** Perintah A **
Menurut teks tentang anak syubhat, dalam keadaan apa seorang anak syubhat memiliki hubungan perdata dengan ayah kandungnya?

** Teks yang ditampilkan **
══════

BAB II
PEMBAHASAN
2.1 Pengertian Anak Syubhat
Anak syubhat adalah anak
yang lahir dari suatu hubungan badan antara seorang laki-laki dengan seorang
perempuan atas dasar kekeliruan dan harus benar-benar terjadi karena
kekeliruan, artinya bukan karena disengaja atau rekayasa. Seorang anak syubhat
akan memiliki hubungan perdata dengan ayah kandungnya jika si laki-laki yang
telah membenihkannya mengakui si anak. Kedudukan tentang anak syubhat
sebenarnya masih dalam perdebatan karena beberapa ulama’ tetap mengatakan
sebagai anak sah sebagaimana anak yang lahir dari perkawinan yang sah,
sedangkan ulama’ yang lainnya menggolongkan anak syubhat sebagai anak
luar kawin kecuali jira anak tersebut di akui oleh ayahnya.[1]
Anak syubhat dibagi
menjadi dua golongan antara lain:
1.
Anak syubhat karena syubhat
perbuatannya.
Anak syubhat ini lahir karena seorang laki-laki telah
keliru menyetubuhi wanita yang sebenarnya bukanlah isterinya, misalnya dalam
suatu rumah seorang suami salah masuk kedalam kamar yang dikira adalah kamar
isterinya, ternyata adalah kamar adik iparnya dan adik iparnya menyangka bahwa
laki-laki yang menyetubuhinya adalah suaminya sehingga terjadilah persetubuhan
yang keliru. Jika perbuatan itu terjadi semata-mata memang karena kekeliruan
dan tidak ada unsur kesengajaan, maka dari persetubuhan itu akan melahirkan
anak, anak syubhat dalam kategori syubhat perbuatannya.

══════

** Entri data **
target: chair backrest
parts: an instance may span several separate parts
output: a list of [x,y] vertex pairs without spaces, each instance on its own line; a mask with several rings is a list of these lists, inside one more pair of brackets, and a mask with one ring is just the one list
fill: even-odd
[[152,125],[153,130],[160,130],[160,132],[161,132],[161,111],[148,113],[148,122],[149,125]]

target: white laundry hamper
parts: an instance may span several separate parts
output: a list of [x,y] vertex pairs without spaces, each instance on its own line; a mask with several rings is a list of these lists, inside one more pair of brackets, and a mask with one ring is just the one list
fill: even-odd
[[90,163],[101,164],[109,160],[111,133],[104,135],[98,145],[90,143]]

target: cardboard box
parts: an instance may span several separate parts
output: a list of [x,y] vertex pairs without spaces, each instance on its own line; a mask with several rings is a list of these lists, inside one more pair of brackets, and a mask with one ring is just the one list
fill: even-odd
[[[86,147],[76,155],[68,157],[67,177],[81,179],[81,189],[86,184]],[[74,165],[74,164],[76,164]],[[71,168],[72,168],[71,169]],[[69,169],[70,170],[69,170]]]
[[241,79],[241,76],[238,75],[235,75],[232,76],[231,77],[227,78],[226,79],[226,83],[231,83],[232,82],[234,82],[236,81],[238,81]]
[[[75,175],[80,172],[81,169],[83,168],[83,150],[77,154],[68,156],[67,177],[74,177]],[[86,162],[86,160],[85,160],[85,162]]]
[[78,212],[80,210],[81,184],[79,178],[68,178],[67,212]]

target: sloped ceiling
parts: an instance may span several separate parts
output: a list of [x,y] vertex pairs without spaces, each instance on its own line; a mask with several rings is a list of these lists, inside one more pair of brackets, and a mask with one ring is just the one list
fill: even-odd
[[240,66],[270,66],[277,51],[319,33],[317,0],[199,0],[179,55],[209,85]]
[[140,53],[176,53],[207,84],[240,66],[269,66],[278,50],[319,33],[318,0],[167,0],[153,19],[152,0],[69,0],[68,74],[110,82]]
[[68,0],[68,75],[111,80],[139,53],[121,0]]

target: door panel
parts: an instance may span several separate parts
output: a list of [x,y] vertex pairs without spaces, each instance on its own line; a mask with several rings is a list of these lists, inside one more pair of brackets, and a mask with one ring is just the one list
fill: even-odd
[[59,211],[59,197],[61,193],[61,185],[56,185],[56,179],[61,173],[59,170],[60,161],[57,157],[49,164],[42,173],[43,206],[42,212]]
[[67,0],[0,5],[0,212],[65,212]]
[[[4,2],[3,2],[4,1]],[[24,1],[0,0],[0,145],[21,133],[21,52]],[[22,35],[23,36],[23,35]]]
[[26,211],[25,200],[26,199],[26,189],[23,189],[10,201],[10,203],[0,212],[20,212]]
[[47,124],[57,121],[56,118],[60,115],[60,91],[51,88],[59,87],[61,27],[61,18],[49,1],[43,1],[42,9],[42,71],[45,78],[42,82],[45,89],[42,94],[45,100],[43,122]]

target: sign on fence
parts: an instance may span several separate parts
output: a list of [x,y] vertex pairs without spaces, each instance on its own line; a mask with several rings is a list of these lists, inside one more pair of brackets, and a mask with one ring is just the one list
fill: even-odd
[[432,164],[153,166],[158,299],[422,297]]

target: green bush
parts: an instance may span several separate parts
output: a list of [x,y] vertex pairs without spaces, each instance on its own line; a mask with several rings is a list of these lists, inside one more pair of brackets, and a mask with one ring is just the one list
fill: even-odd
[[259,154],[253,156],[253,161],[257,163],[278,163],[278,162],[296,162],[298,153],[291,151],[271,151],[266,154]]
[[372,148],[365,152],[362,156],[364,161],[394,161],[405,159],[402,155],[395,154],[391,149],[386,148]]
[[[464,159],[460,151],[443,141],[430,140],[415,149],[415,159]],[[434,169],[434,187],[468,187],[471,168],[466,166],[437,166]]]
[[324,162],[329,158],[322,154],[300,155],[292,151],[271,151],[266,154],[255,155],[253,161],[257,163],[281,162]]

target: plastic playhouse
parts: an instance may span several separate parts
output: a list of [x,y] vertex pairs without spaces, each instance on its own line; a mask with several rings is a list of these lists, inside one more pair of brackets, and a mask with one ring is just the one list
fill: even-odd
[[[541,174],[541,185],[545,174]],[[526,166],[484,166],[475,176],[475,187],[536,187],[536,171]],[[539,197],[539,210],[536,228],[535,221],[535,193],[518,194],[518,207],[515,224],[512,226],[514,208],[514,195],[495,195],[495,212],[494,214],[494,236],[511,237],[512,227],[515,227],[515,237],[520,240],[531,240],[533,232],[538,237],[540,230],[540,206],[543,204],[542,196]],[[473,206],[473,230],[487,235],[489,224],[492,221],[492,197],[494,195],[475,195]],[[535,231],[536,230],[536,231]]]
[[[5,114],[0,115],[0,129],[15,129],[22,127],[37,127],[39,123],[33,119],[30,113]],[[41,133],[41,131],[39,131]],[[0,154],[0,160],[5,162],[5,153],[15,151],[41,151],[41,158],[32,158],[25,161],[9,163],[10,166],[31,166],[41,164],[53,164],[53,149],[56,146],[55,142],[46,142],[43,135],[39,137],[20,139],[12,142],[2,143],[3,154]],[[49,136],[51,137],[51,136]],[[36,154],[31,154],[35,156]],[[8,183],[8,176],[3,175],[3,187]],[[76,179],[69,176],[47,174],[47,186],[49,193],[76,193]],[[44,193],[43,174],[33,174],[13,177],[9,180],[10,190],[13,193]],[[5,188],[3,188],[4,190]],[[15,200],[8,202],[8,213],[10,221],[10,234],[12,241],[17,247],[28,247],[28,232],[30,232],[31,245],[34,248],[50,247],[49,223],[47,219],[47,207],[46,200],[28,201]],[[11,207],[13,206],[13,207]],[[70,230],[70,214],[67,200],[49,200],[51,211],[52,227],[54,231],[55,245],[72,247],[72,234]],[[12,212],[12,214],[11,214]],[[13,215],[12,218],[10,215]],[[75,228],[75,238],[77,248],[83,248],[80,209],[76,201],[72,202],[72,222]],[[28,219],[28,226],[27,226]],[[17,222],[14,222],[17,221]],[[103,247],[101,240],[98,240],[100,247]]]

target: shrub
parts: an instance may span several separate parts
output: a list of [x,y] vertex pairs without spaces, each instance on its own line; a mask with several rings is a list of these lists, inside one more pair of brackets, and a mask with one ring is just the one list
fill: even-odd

══════

** Perintah B **
Susun sebagai daftar bernomor bagian catatan yang dimulai dari baris yang memuat "target: shrub" dan berakhir pada akhir catatan, tanpa baris kosong.

** Jawaban A **
Jika laki-laki yang telah membenihkannya mengakui anak tersebut.

** Jawaban B **
1. target: shrub
2. parts: an instance may span several separate parts
3. output: a list of [x,y] vertex pairs without spaces, each instance on its own line; a mask with several rings is a list of these lists, inside one more pair of brackets, and a mask with one ring is just the one list
4. fill: even-odd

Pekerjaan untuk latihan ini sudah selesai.